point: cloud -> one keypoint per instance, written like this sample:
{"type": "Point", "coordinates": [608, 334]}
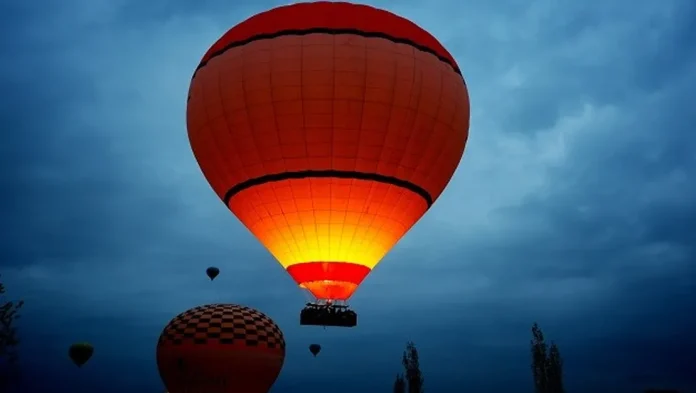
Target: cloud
{"type": "Point", "coordinates": [573, 204]}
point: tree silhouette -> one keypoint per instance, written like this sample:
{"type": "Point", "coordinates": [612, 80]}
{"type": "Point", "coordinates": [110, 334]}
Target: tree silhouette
{"type": "Point", "coordinates": [9, 340]}
{"type": "Point", "coordinates": [547, 364]}
{"type": "Point", "coordinates": [399, 384]}
{"type": "Point", "coordinates": [413, 376]}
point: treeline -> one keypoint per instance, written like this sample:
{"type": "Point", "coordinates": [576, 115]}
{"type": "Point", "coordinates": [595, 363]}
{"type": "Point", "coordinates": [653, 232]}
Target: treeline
{"type": "Point", "coordinates": [546, 365]}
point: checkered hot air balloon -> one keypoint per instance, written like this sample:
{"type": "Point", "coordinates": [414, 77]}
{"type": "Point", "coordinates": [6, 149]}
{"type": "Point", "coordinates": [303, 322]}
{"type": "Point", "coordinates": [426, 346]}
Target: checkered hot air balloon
{"type": "Point", "coordinates": [220, 348]}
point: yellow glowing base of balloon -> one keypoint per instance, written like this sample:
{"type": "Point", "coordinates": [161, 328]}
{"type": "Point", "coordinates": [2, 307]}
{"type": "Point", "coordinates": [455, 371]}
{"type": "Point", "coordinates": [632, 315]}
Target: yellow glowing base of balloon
{"type": "Point", "coordinates": [328, 129]}
{"type": "Point", "coordinates": [328, 233]}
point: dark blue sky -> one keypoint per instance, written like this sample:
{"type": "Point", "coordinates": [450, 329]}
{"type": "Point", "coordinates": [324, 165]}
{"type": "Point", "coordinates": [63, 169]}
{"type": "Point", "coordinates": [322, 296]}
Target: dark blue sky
{"type": "Point", "coordinates": [574, 206]}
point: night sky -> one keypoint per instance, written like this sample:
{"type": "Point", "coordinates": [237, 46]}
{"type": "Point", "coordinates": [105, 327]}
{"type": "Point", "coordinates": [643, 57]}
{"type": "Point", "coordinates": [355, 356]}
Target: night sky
{"type": "Point", "coordinates": [574, 205]}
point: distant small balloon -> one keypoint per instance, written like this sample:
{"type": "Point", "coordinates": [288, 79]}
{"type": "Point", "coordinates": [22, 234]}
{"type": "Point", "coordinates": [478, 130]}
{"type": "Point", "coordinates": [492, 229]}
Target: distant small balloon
{"type": "Point", "coordinates": [80, 353]}
{"type": "Point", "coordinates": [212, 272]}
{"type": "Point", "coordinates": [315, 349]}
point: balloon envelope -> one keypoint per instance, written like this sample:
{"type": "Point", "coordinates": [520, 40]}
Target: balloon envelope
{"type": "Point", "coordinates": [80, 353]}
{"type": "Point", "coordinates": [220, 348]}
{"type": "Point", "coordinates": [212, 272]}
{"type": "Point", "coordinates": [328, 129]}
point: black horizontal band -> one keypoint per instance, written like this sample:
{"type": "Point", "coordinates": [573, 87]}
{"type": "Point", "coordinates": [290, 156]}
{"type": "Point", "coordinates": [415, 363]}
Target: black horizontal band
{"type": "Point", "coordinates": [324, 30]}
{"type": "Point", "coordinates": [328, 174]}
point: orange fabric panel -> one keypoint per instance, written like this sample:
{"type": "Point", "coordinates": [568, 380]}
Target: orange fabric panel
{"type": "Point", "coordinates": [329, 280]}
{"type": "Point", "coordinates": [328, 102]}
{"type": "Point", "coordinates": [328, 220]}
{"type": "Point", "coordinates": [320, 101]}
{"type": "Point", "coordinates": [330, 15]}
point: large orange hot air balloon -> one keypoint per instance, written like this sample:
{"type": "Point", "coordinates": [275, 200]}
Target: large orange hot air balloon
{"type": "Point", "coordinates": [328, 129]}
{"type": "Point", "coordinates": [220, 348]}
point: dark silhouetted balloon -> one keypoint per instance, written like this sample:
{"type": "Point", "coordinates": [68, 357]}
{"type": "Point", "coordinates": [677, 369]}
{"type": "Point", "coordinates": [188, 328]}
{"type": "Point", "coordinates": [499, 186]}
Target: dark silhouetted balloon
{"type": "Point", "coordinates": [315, 349]}
{"type": "Point", "coordinates": [212, 272]}
{"type": "Point", "coordinates": [80, 353]}
{"type": "Point", "coordinates": [197, 353]}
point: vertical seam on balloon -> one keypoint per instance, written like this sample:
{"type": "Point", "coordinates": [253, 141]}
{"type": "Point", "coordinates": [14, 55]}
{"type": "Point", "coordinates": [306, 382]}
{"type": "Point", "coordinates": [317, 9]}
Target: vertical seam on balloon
{"type": "Point", "coordinates": [304, 127]}
{"type": "Point", "coordinates": [389, 187]}
{"type": "Point", "coordinates": [211, 137]}
{"type": "Point", "coordinates": [439, 161]}
{"type": "Point", "coordinates": [227, 124]}
{"type": "Point", "coordinates": [443, 150]}
{"type": "Point", "coordinates": [401, 193]}
{"type": "Point", "coordinates": [251, 128]}
{"type": "Point", "coordinates": [273, 189]}
{"type": "Point", "coordinates": [368, 200]}
{"type": "Point", "coordinates": [436, 119]}
{"type": "Point", "coordinates": [412, 133]}
{"type": "Point", "coordinates": [333, 122]}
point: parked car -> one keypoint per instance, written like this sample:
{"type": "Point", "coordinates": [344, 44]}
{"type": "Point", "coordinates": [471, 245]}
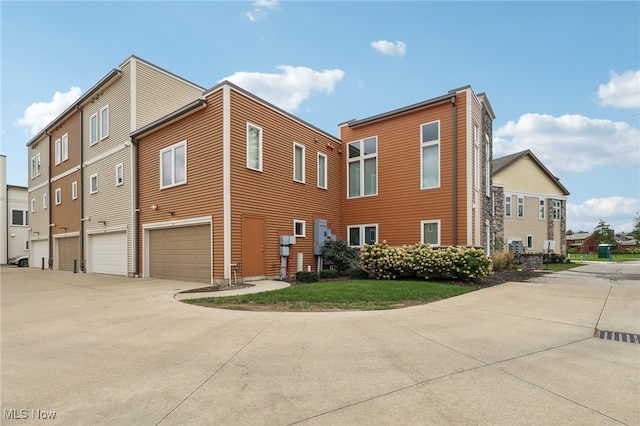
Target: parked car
{"type": "Point", "coordinates": [19, 260]}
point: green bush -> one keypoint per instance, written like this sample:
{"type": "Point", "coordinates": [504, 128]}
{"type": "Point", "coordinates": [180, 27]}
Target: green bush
{"type": "Point", "coordinates": [307, 277]}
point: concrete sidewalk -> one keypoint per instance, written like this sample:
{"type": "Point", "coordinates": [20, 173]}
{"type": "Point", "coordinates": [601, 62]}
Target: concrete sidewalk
{"type": "Point", "coordinates": [119, 351]}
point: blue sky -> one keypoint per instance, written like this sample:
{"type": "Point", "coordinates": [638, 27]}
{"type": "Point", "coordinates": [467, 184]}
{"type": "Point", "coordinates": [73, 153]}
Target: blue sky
{"type": "Point", "coordinates": [563, 77]}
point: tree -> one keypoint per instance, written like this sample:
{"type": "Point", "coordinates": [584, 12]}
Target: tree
{"type": "Point", "coordinates": [602, 234]}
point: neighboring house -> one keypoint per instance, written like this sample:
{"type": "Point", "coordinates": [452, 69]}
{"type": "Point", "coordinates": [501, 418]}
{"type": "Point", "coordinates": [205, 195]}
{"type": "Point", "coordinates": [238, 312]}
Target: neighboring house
{"type": "Point", "coordinates": [14, 217]}
{"type": "Point", "coordinates": [225, 177]}
{"type": "Point", "coordinates": [420, 173]}
{"type": "Point", "coordinates": [530, 204]}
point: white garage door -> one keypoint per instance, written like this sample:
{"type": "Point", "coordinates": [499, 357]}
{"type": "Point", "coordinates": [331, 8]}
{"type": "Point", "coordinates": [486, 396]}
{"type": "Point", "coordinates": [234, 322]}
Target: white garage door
{"type": "Point", "coordinates": [108, 253]}
{"type": "Point", "coordinates": [39, 250]}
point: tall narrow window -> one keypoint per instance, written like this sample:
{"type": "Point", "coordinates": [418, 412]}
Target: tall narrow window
{"type": "Point", "coordinates": [298, 162]}
{"type": "Point", "coordinates": [430, 155]}
{"type": "Point", "coordinates": [104, 122]}
{"type": "Point", "coordinates": [322, 171]}
{"type": "Point", "coordinates": [173, 165]}
{"type": "Point", "coordinates": [254, 147]}
{"type": "Point", "coordinates": [93, 129]}
{"type": "Point", "coordinates": [362, 178]}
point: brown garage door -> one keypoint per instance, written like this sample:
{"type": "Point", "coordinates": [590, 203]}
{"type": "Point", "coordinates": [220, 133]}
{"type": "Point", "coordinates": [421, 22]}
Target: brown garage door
{"type": "Point", "coordinates": [181, 253]}
{"type": "Point", "coordinates": [68, 251]}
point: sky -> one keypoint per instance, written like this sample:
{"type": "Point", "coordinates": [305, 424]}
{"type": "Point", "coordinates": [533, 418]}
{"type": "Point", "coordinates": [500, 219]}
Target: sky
{"type": "Point", "coordinates": [563, 78]}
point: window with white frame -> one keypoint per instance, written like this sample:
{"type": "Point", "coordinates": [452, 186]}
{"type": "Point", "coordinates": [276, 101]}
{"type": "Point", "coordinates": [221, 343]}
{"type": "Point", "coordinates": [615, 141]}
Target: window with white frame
{"type": "Point", "coordinates": [360, 235]}
{"type": "Point", "coordinates": [104, 122]}
{"type": "Point", "coordinates": [298, 162]}
{"type": "Point", "coordinates": [19, 217]}
{"type": "Point", "coordinates": [322, 171]}
{"type": "Point", "coordinates": [430, 232]}
{"type": "Point", "coordinates": [299, 228]}
{"type": "Point", "coordinates": [119, 174]}
{"type": "Point", "coordinates": [520, 207]}
{"type": "Point", "coordinates": [430, 155]}
{"type": "Point", "coordinates": [173, 165]}
{"type": "Point", "coordinates": [93, 129]}
{"type": "Point", "coordinates": [362, 164]}
{"type": "Point", "coordinates": [557, 209]}
{"type": "Point", "coordinates": [93, 183]}
{"type": "Point", "coordinates": [254, 147]}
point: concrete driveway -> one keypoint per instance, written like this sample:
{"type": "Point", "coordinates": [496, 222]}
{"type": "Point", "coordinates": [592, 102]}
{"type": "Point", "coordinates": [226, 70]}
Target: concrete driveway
{"type": "Point", "coordinates": [91, 349]}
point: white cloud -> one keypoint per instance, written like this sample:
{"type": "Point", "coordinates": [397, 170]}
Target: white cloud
{"type": "Point", "coordinates": [389, 48]}
{"type": "Point", "coordinates": [291, 87]}
{"type": "Point", "coordinates": [39, 114]}
{"type": "Point", "coordinates": [570, 143]}
{"type": "Point", "coordinates": [617, 211]}
{"type": "Point", "coordinates": [622, 91]}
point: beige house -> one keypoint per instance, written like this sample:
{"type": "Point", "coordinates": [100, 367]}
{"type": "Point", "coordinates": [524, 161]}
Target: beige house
{"type": "Point", "coordinates": [529, 205]}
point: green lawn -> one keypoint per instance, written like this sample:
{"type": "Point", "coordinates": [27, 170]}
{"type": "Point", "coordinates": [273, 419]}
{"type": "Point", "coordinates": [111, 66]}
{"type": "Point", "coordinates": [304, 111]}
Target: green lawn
{"type": "Point", "coordinates": [346, 295]}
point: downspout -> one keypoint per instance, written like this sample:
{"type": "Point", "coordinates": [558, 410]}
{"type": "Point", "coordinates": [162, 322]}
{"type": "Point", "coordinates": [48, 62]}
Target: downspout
{"type": "Point", "coordinates": [455, 172]}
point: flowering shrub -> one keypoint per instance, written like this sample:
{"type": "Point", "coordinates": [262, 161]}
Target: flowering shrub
{"type": "Point", "coordinates": [420, 260]}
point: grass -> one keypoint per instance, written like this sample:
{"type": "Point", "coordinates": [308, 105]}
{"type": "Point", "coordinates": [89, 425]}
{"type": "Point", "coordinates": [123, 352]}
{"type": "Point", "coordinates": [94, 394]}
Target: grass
{"type": "Point", "coordinates": [344, 295]}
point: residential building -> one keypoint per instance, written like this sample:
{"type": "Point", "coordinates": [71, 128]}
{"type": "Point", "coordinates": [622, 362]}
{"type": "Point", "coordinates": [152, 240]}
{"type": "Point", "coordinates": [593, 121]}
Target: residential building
{"type": "Point", "coordinates": [225, 177]}
{"type": "Point", "coordinates": [529, 204]}
{"type": "Point", "coordinates": [421, 173]}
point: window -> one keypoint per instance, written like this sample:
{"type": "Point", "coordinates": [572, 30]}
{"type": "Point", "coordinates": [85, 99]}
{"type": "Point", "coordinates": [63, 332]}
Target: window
{"type": "Point", "coordinates": [362, 178]}
{"type": "Point", "coordinates": [58, 152]}
{"type": "Point", "coordinates": [557, 212]}
{"type": "Point", "coordinates": [322, 171]}
{"type": "Point", "coordinates": [254, 147]}
{"type": "Point", "coordinates": [93, 129]}
{"type": "Point", "coordinates": [65, 147]}
{"type": "Point", "coordinates": [431, 232]}
{"type": "Point", "coordinates": [104, 122]}
{"type": "Point", "coordinates": [298, 162]}
{"type": "Point", "coordinates": [19, 217]}
{"type": "Point", "coordinates": [119, 174]}
{"type": "Point", "coordinates": [93, 183]}
{"type": "Point", "coordinates": [299, 228]}
{"type": "Point", "coordinates": [430, 155]}
{"type": "Point", "coordinates": [173, 165]}
{"type": "Point", "coordinates": [362, 234]}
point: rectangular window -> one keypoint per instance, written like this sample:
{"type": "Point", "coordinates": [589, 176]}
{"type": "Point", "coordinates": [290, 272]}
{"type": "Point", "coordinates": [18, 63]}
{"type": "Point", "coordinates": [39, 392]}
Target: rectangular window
{"type": "Point", "coordinates": [173, 165]}
{"type": "Point", "coordinates": [362, 177]}
{"type": "Point", "coordinates": [299, 228]}
{"type": "Point", "coordinates": [520, 207]}
{"type": "Point", "coordinates": [93, 129]}
{"type": "Point", "coordinates": [362, 234]}
{"type": "Point", "coordinates": [58, 156]}
{"type": "Point", "coordinates": [93, 183]}
{"type": "Point", "coordinates": [254, 147]}
{"type": "Point", "coordinates": [104, 122]}
{"type": "Point", "coordinates": [119, 174]}
{"type": "Point", "coordinates": [298, 162]}
{"type": "Point", "coordinates": [430, 232]}
{"type": "Point", "coordinates": [322, 171]}
{"type": "Point", "coordinates": [19, 217]}
{"type": "Point", "coordinates": [430, 155]}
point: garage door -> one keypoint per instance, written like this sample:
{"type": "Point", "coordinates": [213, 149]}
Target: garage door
{"type": "Point", "coordinates": [68, 252]}
{"type": "Point", "coordinates": [108, 253]}
{"type": "Point", "coordinates": [181, 253]}
{"type": "Point", "coordinates": [39, 250]}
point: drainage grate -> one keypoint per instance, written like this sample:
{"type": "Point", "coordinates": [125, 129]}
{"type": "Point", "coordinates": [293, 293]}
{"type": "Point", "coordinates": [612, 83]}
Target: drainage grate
{"type": "Point", "coordinates": [618, 336]}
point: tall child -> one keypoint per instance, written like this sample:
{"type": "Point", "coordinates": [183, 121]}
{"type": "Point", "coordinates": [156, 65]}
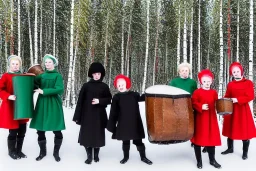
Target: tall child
{"type": "Point", "coordinates": [90, 112]}
{"type": "Point", "coordinates": [125, 121]}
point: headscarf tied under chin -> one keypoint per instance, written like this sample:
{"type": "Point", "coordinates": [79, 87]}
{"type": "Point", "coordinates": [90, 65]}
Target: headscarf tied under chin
{"type": "Point", "coordinates": [53, 58]}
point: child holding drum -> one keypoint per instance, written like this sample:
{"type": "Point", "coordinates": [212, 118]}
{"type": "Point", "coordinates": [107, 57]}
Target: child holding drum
{"type": "Point", "coordinates": [239, 125]}
{"type": "Point", "coordinates": [17, 128]}
{"type": "Point", "coordinates": [206, 132]}
{"type": "Point", "coordinates": [125, 121]}
{"type": "Point", "coordinates": [90, 112]}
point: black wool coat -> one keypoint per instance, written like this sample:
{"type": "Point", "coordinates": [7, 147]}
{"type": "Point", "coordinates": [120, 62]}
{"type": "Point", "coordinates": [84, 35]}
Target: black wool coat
{"type": "Point", "coordinates": [92, 118]}
{"type": "Point", "coordinates": [124, 120]}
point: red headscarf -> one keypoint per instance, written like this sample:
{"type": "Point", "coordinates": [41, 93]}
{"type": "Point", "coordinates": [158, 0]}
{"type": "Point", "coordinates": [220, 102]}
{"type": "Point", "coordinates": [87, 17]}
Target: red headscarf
{"type": "Point", "coordinates": [127, 80]}
{"type": "Point", "coordinates": [236, 64]}
{"type": "Point", "coordinates": [205, 72]}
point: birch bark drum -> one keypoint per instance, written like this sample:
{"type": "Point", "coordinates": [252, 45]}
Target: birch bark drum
{"type": "Point", "coordinates": [23, 86]}
{"type": "Point", "coordinates": [169, 114]}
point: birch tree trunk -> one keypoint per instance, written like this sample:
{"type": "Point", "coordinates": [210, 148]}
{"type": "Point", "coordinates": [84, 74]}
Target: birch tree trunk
{"type": "Point", "coordinates": [35, 34]}
{"type": "Point", "coordinates": [156, 41]}
{"type": "Point", "coordinates": [71, 58]}
{"type": "Point", "coordinates": [221, 54]}
{"type": "Point", "coordinates": [41, 29]}
{"type": "Point", "coordinates": [146, 54]}
{"type": "Point", "coordinates": [54, 27]}
{"type": "Point", "coordinates": [185, 37]}
{"type": "Point", "coordinates": [12, 38]}
{"type": "Point", "coordinates": [30, 35]}
{"type": "Point", "coordinates": [19, 41]}
{"type": "Point", "coordinates": [238, 35]}
{"type": "Point", "coordinates": [251, 49]}
{"type": "Point", "coordinates": [191, 43]}
{"type": "Point", "coordinates": [199, 38]}
{"type": "Point", "coordinates": [178, 40]}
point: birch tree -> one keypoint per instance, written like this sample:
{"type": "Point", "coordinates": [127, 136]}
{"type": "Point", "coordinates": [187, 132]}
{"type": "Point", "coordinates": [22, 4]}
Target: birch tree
{"type": "Point", "coordinates": [71, 58]}
{"type": "Point", "coordinates": [221, 53]}
{"type": "Point", "coordinates": [146, 54]}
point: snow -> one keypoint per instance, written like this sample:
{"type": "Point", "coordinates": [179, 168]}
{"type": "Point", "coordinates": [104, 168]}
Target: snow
{"type": "Point", "coordinates": [165, 157]}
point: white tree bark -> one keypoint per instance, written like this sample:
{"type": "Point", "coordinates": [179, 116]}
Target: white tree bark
{"type": "Point", "coordinates": [178, 40]}
{"type": "Point", "coordinates": [54, 25]}
{"type": "Point", "coordinates": [41, 29]}
{"type": "Point", "coordinates": [191, 43]}
{"type": "Point", "coordinates": [35, 34]}
{"type": "Point", "coordinates": [251, 48]}
{"type": "Point", "coordinates": [30, 35]}
{"type": "Point", "coordinates": [185, 37]}
{"type": "Point", "coordinates": [199, 38]}
{"type": "Point", "coordinates": [221, 54]}
{"type": "Point", "coordinates": [71, 58]}
{"type": "Point", "coordinates": [146, 54]}
{"type": "Point", "coordinates": [19, 41]}
{"type": "Point", "coordinates": [237, 25]}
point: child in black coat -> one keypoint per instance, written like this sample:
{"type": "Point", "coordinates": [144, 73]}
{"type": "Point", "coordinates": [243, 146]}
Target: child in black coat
{"type": "Point", "coordinates": [125, 121]}
{"type": "Point", "coordinates": [90, 112]}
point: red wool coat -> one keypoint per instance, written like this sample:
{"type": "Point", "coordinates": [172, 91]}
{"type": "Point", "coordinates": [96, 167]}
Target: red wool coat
{"type": "Point", "coordinates": [240, 124]}
{"type": "Point", "coordinates": [207, 131]}
{"type": "Point", "coordinates": [7, 106]}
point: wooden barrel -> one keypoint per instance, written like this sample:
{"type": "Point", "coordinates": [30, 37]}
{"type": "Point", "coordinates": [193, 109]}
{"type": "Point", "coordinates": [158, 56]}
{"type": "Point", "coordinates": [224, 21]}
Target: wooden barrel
{"type": "Point", "coordinates": [169, 114]}
{"type": "Point", "coordinates": [224, 106]}
{"type": "Point", "coordinates": [36, 69]}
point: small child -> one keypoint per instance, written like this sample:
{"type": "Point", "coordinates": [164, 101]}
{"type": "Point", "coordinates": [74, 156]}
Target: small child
{"type": "Point", "coordinates": [90, 112]}
{"type": "Point", "coordinates": [125, 121]}
{"type": "Point", "coordinates": [206, 131]}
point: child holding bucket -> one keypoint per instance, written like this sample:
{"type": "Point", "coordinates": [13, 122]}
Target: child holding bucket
{"type": "Point", "coordinates": [17, 128]}
{"type": "Point", "coordinates": [125, 121]}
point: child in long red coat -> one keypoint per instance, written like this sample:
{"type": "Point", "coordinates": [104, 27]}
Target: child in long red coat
{"type": "Point", "coordinates": [239, 125]}
{"type": "Point", "coordinates": [17, 128]}
{"type": "Point", "coordinates": [206, 132]}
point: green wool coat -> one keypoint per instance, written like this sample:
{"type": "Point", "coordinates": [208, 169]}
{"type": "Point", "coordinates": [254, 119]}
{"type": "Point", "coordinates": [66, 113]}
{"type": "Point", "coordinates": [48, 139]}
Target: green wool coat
{"type": "Point", "coordinates": [48, 115]}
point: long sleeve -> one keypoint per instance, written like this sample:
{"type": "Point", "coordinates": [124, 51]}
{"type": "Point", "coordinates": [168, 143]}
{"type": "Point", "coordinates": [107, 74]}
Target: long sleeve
{"type": "Point", "coordinates": [197, 105]}
{"type": "Point", "coordinates": [79, 105]}
{"type": "Point", "coordinates": [104, 101]}
{"type": "Point", "coordinates": [113, 116]}
{"type": "Point", "coordinates": [3, 84]}
{"type": "Point", "coordinates": [249, 94]}
{"type": "Point", "coordinates": [57, 89]}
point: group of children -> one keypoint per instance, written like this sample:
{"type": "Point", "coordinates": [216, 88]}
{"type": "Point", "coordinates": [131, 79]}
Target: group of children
{"type": "Point", "coordinates": [124, 121]}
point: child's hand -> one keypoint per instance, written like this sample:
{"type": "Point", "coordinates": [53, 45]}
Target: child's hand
{"type": "Point", "coordinates": [40, 91]}
{"type": "Point", "coordinates": [95, 101]}
{"type": "Point", "coordinates": [205, 107]}
{"type": "Point", "coordinates": [12, 97]}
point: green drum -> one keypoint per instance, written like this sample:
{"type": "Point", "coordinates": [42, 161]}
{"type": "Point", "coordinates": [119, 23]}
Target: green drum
{"type": "Point", "coordinates": [23, 87]}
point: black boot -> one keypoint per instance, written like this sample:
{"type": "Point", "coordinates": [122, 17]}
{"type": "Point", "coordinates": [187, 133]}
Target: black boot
{"type": "Point", "coordinates": [19, 148]}
{"type": "Point", "coordinates": [57, 145]}
{"type": "Point", "coordinates": [126, 149]}
{"type": "Point", "coordinates": [204, 150]}
{"type": "Point", "coordinates": [143, 157]}
{"type": "Point", "coordinates": [211, 153]}
{"type": "Point", "coordinates": [89, 155]}
{"type": "Point", "coordinates": [230, 149]}
{"type": "Point", "coordinates": [246, 144]}
{"type": "Point", "coordinates": [12, 149]}
{"type": "Point", "coordinates": [198, 155]}
{"type": "Point", "coordinates": [96, 154]}
{"type": "Point", "coordinates": [42, 154]}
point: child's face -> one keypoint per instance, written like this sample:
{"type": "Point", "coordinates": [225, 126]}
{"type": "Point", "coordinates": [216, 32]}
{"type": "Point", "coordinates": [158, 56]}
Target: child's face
{"type": "Point", "coordinates": [206, 82]}
{"type": "Point", "coordinates": [184, 72]}
{"type": "Point", "coordinates": [14, 65]}
{"type": "Point", "coordinates": [96, 76]}
{"type": "Point", "coordinates": [121, 85]}
{"type": "Point", "coordinates": [236, 72]}
{"type": "Point", "coordinates": [49, 65]}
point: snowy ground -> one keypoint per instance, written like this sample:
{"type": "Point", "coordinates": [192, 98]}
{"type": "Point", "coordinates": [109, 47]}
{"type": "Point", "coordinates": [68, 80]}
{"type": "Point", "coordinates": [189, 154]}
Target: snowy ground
{"type": "Point", "coordinates": [165, 157]}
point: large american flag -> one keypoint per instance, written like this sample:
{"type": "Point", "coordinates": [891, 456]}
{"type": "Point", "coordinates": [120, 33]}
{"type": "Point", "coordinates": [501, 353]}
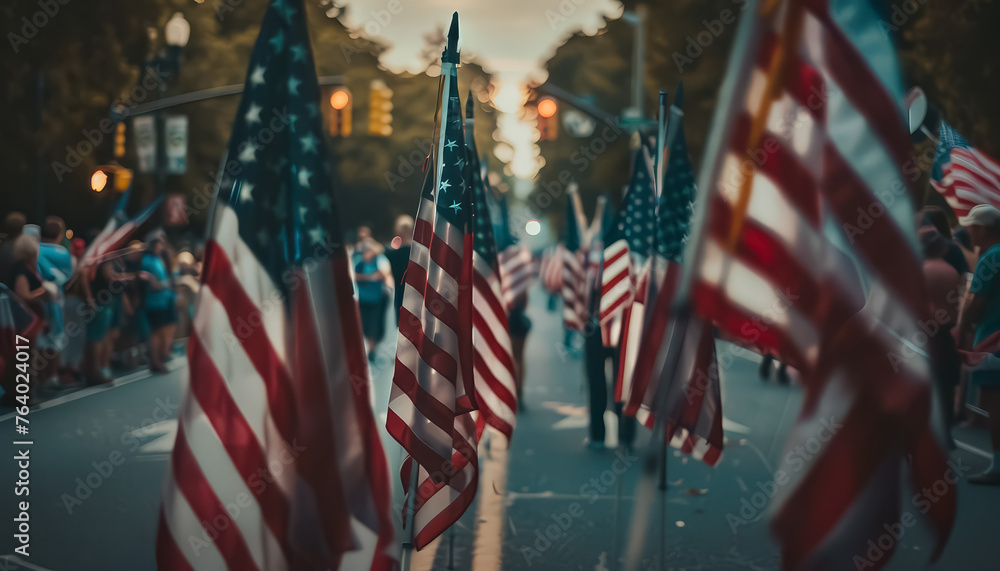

********************

◆ The problem
Give again, word for word, every line from the top of the data through the line with "point: tree silhouette", both ends included, and exclude the pictures.

◆ Response to this task
point: cloud -> one keypoint per instance, written like this sample:
{"type": "Point", "coordinates": [608, 334]}
Target: cloud
{"type": "Point", "coordinates": [573, 204]}
point: tree silhouette -> one keypoint per instance, written like this sample:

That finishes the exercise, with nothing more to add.